=== Passage to read ===
# S. Padre Island RV parks



## texpescador (May 4, 2006)

Can anyone give any first hand info about RV parks on S. Padre Island?

We haven't stayed down there before so I'm not sure what all is available. 
I only found KOA and Isla Blanca park online that are actually on the island.

Hoping to get some input from 2coolers. 
Any 2 cents is appreciated.


----------



## H2 (Jan 11, 2005)

KOA is very nice.


----------



## flashlight (Jul 9, 2007)

We stayed on the Koa several years back. I though it was nice and pretty clean. The only negative thing I didn't like about it was the spots are really tight and close together.


----------



## Too Tall (May 21, 2004)

I use the KOA all the time. Its tight but its the nicest park.


----------



## jwomack (Jun 16, 2009)

Definitely the KOA, plus it is next to Pier 19 - good food, good drinks, and you can crawl home after a couple of their perfect margaritas without having to drive.

=== Entries supplied ===
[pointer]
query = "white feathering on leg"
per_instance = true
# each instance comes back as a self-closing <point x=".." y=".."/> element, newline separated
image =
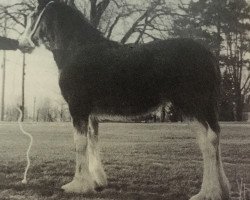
<point x="24" y="181"/>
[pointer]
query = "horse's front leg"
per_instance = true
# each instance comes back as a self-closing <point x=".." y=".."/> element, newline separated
<point x="83" y="181"/>
<point x="95" y="164"/>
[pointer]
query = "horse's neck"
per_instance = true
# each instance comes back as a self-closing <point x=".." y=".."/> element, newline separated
<point x="65" y="51"/>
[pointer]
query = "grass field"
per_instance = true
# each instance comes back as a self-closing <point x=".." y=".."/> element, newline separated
<point x="142" y="161"/>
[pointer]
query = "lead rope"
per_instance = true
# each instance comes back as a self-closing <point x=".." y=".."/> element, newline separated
<point x="24" y="181"/>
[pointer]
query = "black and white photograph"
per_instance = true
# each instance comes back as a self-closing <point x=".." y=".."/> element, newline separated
<point x="125" y="100"/>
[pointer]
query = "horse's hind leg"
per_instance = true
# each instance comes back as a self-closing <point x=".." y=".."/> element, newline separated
<point x="95" y="165"/>
<point x="83" y="181"/>
<point x="215" y="185"/>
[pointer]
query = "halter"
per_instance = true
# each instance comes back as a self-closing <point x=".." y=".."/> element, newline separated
<point x="36" y="25"/>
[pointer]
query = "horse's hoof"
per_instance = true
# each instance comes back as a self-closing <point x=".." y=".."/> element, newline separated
<point x="79" y="186"/>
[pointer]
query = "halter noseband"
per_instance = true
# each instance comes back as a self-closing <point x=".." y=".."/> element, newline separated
<point x="36" y="24"/>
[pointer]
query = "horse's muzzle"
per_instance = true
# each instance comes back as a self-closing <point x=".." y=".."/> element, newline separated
<point x="25" y="46"/>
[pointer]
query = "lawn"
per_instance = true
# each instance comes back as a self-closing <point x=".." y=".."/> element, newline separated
<point x="142" y="161"/>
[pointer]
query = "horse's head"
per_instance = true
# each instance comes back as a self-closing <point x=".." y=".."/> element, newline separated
<point x="34" y="33"/>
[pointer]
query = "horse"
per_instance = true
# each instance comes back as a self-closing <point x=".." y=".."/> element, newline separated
<point x="103" y="79"/>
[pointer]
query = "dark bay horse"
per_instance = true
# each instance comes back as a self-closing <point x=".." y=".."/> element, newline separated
<point x="103" y="79"/>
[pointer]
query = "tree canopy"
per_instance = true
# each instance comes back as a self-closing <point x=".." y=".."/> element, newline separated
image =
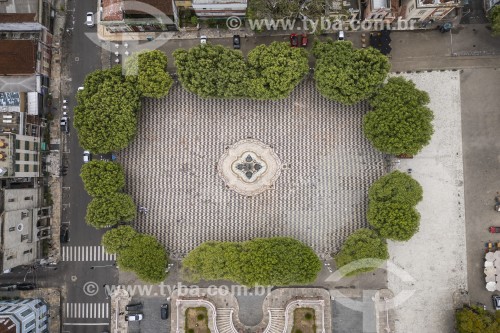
<point x="476" y="320"/>
<point x="146" y="257"/>
<point x="141" y="254"/>
<point x="108" y="211"/>
<point x="105" y="116"/>
<point x="396" y="187"/>
<point x="393" y="220"/>
<point x="117" y="239"/>
<point x="275" y="70"/>
<point x="148" y="69"/>
<point x="102" y="178"/>
<point x="282" y="9"/>
<point x="273" y="261"/>
<point x="211" y="71"/>
<point x="400" y="122"/>
<point x="346" y="74"/>
<point x="362" y="244"/>
<point x="494" y="17"/>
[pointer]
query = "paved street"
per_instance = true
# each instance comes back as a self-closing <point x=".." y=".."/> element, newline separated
<point x="81" y="313"/>
<point x="481" y="147"/>
<point x="320" y="197"/>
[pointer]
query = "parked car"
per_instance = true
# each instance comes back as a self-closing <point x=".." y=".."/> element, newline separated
<point x="134" y="317"/>
<point x="495" y="230"/>
<point x="65" y="123"/>
<point x="236" y="42"/>
<point x="496" y="302"/>
<point x="7" y="287"/>
<point x="303" y="40"/>
<point x="164" y="311"/>
<point x="134" y="307"/>
<point x="26" y="286"/>
<point x="90" y="20"/>
<point x="87" y="157"/>
<point x="64" y="236"/>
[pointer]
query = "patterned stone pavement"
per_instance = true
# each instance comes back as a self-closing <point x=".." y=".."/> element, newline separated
<point x="320" y="197"/>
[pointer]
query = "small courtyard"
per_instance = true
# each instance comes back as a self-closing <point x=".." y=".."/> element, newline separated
<point x="320" y="196"/>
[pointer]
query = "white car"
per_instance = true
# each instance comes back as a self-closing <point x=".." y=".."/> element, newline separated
<point x="86" y="156"/>
<point x="133" y="317"/>
<point x="90" y="19"/>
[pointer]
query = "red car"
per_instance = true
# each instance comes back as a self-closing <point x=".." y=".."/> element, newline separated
<point x="495" y="230"/>
<point x="303" y="40"/>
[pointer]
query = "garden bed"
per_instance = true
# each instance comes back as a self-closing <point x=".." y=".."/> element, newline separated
<point x="304" y="320"/>
<point x="197" y="320"/>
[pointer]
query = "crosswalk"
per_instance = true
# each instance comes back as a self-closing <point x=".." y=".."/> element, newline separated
<point x="86" y="253"/>
<point x="87" y="310"/>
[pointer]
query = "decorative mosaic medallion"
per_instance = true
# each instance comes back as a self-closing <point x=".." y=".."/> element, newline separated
<point x="249" y="167"/>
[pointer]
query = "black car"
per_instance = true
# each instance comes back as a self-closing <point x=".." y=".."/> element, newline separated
<point x="26" y="286"/>
<point x="496" y="302"/>
<point x="134" y="307"/>
<point x="164" y="311"/>
<point x="64" y="234"/>
<point x="236" y="42"/>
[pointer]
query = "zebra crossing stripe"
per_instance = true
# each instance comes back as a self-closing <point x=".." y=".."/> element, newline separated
<point x="87" y="310"/>
<point x="86" y="253"/>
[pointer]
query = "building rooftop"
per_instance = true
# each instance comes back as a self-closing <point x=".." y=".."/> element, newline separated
<point x="17" y="18"/>
<point x="16" y="6"/>
<point x="113" y="10"/>
<point x="17" y="57"/>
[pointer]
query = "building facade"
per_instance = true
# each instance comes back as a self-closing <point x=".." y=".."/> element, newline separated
<point x="23" y="316"/>
<point x="23" y="224"/>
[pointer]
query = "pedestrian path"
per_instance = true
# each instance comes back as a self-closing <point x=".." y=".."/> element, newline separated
<point x="87" y="310"/>
<point x="86" y="253"/>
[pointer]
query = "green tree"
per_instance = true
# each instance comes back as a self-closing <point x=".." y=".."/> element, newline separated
<point x="396" y="187"/>
<point x="476" y="320"/>
<point x="117" y="239"/>
<point x="362" y="244"/>
<point x="146" y="257"/>
<point x="273" y="261"/>
<point x="393" y="220"/>
<point x="346" y="74"/>
<point x="108" y="211"/>
<point x="278" y="261"/>
<point x="211" y="71"/>
<point x="275" y="70"/>
<point x="213" y="261"/>
<point x="102" y="178"/>
<point x="494" y="17"/>
<point x="400" y="122"/>
<point x="148" y="69"/>
<point x="106" y="120"/>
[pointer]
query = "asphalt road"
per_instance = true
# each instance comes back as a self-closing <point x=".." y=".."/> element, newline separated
<point x="81" y="312"/>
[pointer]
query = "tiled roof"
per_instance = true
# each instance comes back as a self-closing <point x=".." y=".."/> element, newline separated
<point x="17" y="57"/>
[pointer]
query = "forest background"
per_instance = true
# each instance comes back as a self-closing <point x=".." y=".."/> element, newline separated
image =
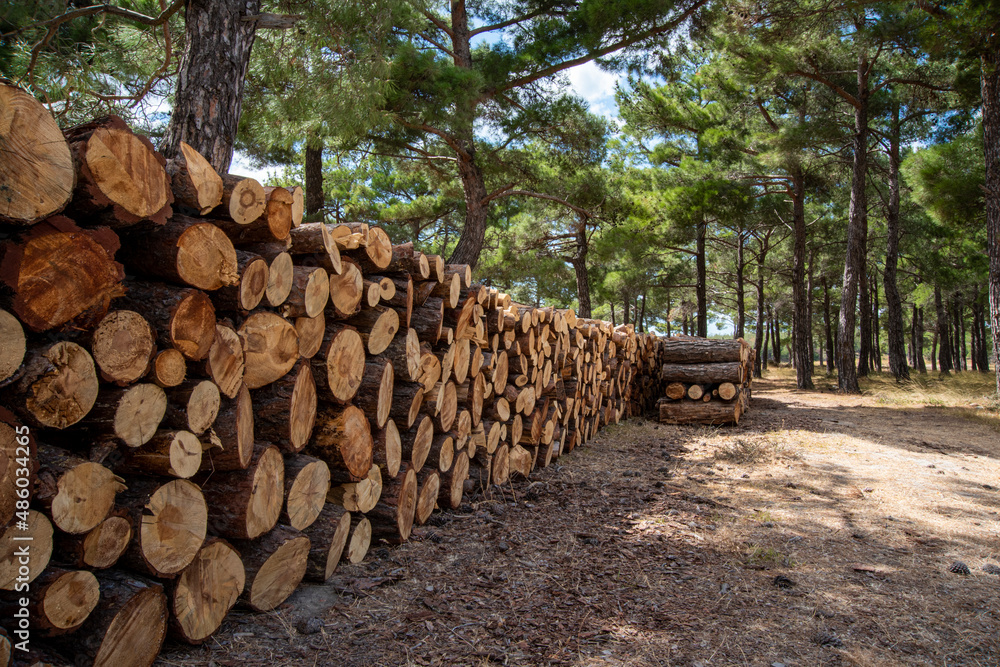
<point x="818" y="176"/>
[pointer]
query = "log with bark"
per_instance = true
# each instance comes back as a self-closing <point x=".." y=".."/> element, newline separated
<point x="285" y="410"/>
<point x="205" y="591"/>
<point x="37" y="170"/>
<point x="327" y="539"/>
<point x="61" y="275"/>
<point x="182" y="318"/>
<point x="77" y="494"/>
<point x="188" y="251"/>
<point x="275" y="565"/>
<point x="171" y="521"/>
<point x="121" y="178"/>
<point x="245" y="504"/>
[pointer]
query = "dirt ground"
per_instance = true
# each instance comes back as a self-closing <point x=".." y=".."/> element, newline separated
<point x="820" y="531"/>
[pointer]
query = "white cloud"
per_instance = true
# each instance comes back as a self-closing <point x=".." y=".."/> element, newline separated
<point x="595" y="86"/>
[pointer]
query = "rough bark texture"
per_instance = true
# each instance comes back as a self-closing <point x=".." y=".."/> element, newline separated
<point x="209" y="94"/>
<point x="800" y="297"/>
<point x="894" y="304"/>
<point x="847" y="375"/>
<point x="991" y="142"/>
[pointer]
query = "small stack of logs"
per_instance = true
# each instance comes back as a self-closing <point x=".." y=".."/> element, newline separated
<point x="208" y="400"/>
<point x="703" y="381"/>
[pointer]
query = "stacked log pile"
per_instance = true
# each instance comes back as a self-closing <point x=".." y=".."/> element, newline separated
<point x="209" y="401"/>
<point x="702" y="381"/>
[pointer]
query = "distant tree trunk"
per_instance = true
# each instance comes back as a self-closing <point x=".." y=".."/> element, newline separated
<point x="864" y="319"/>
<point x="990" y="86"/>
<point x="702" y="280"/>
<point x="893" y="302"/>
<point x="758" y="343"/>
<point x="642" y="315"/>
<point x="800" y="306"/>
<point x="579" y="261"/>
<point x="830" y="347"/>
<point x="740" y="296"/>
<point x="809" y="314"/>
<point x="934" y="351"/>
<point x="470" y="243"/>
<point x="315" y="197"/>
<point x="776" y="338"/>
<point x="211" y="76"/>
<point x="767" y="338"/>
<point x="921" y="364"/>
<point x="876" y="326"/>
<point x="847" y="378"/>
<point x="941" y="333"/>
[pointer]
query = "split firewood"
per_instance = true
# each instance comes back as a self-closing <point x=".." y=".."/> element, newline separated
<point x="77" y="494"/>
<point x="167" y="454"/>
<point x="360" y="496"/>
<point x="171" y="521"/>
<point x="59" y="601"/>
<point x="428" y="489"/>
<point x="359" y="541"/>
<point x="245" y="504"/>
<point x="285" y="410"/>
<point x="130" y="414"/>
<point x="37" y="170"/>
<point x="248" y="292"/>
<point x="12" y="540"/>
<point x="193" y="405"/>
<point x="182" y="318"/>
<point x="120" y="177"/>
<point x="327" y="539"/>
<point x="128" y="625"/>
<point x="233" y="432"/>
<point x="189" y="251"/>
<point x="225" y="363"/>
<point x="194" y="181"/>
<point x="123" y="345"/>
<point x="387" y="453"/>
<point x="275" y="565"/>
<point x="101" y="547"/>
<point x="375" y="394"/>
<point x="205" y="591"/>
<point x="270" y="348"/>
<point x="342" y="437"/>
<point x="61" y="275"/>
<point x="307" y="481"/>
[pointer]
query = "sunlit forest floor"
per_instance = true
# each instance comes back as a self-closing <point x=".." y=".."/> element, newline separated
<point x="820" y="531"/>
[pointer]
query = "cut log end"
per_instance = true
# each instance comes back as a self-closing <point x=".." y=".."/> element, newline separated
<point x="37" y="169"/>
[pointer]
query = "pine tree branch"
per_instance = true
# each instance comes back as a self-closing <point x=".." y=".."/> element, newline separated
<point x="600" y="53"/>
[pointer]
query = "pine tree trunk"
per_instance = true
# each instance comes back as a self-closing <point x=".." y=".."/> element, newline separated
<point x="579" y="262"/>
<point x="991" y="141"/>
<point x="802" y="361"/>
<point x="314" y="182"/>
<point x="847" y="377"/>
<point x="894" y="305"/>
<point x="209" y="94"/>
<point x="470" y="243"/>
<point x="702" y="280"/>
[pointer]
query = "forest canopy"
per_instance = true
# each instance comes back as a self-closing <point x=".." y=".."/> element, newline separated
<point x="819" y="177"/>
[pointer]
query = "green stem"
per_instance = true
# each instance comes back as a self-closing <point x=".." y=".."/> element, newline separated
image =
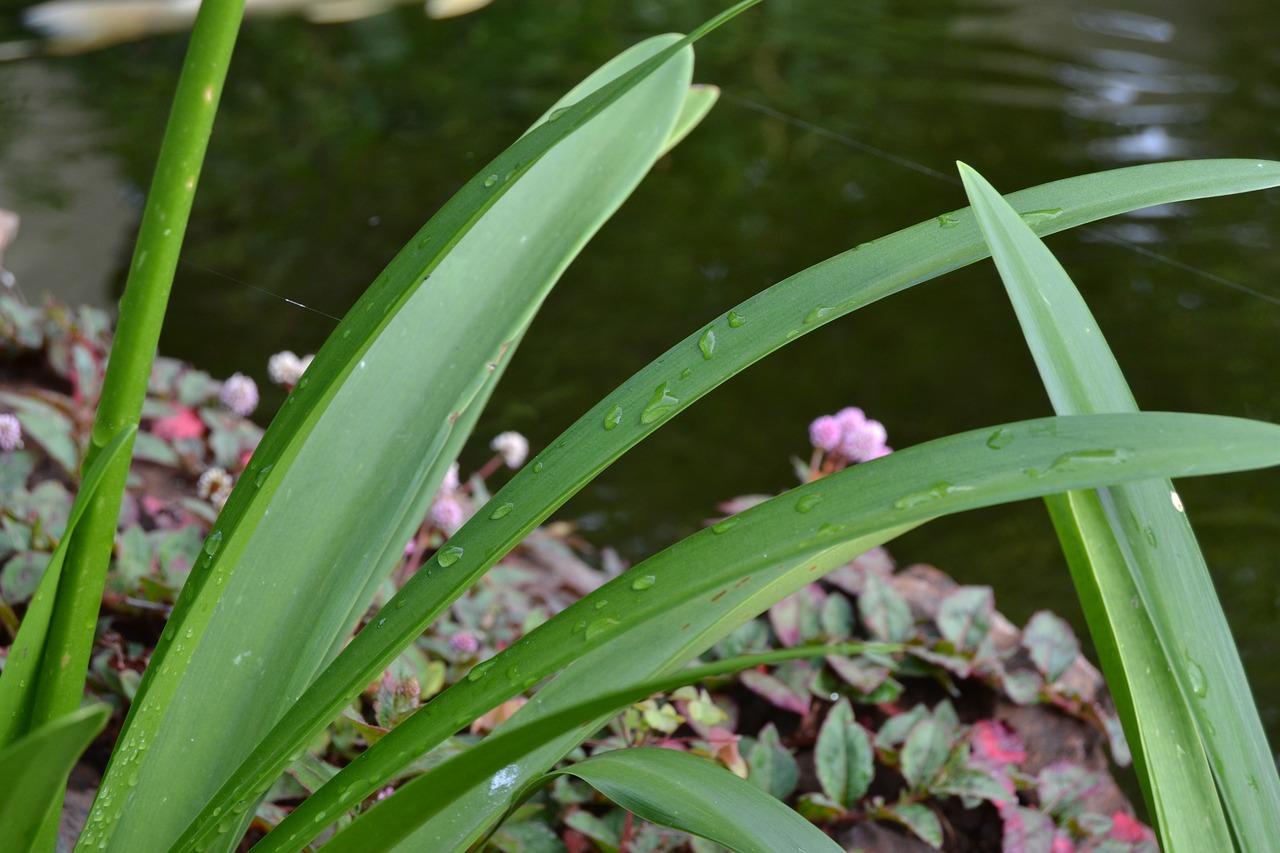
<point x="124" y="387"/>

=== Tasks to perform ===
A. Collect every line of the records that contains the string "small", treating uppercase and lowercase as different.
B. Carry on the forum thread about RV parks on South Padre Island from the point where it stops.
The forum thread and the records have no connection to each other.

=== Results of the tasks ===
A.
query = "small courtyard"
query = "small stack of logs"

B.
----------



## texasislandboy (Apr 28, 2012)

KOA for sure! Its in a great area. Let me know if your looking for a fishing charter.


----------



## texpescador (May 4, 2006)

I appreciate y'all's input about the KOA on SPI
We spent a few days down there last week and stayed at the KOA.
The KOA was nice, clean, and the staff was friendly. Good location also. 
Some spots seemed tight, but we were on a pull thru site on the very end and the spot next to us wasn't being used, plus we stayed during the week so the park overall wasn't crowded. 
Overall I was pleased with the KOA - thanks again guys.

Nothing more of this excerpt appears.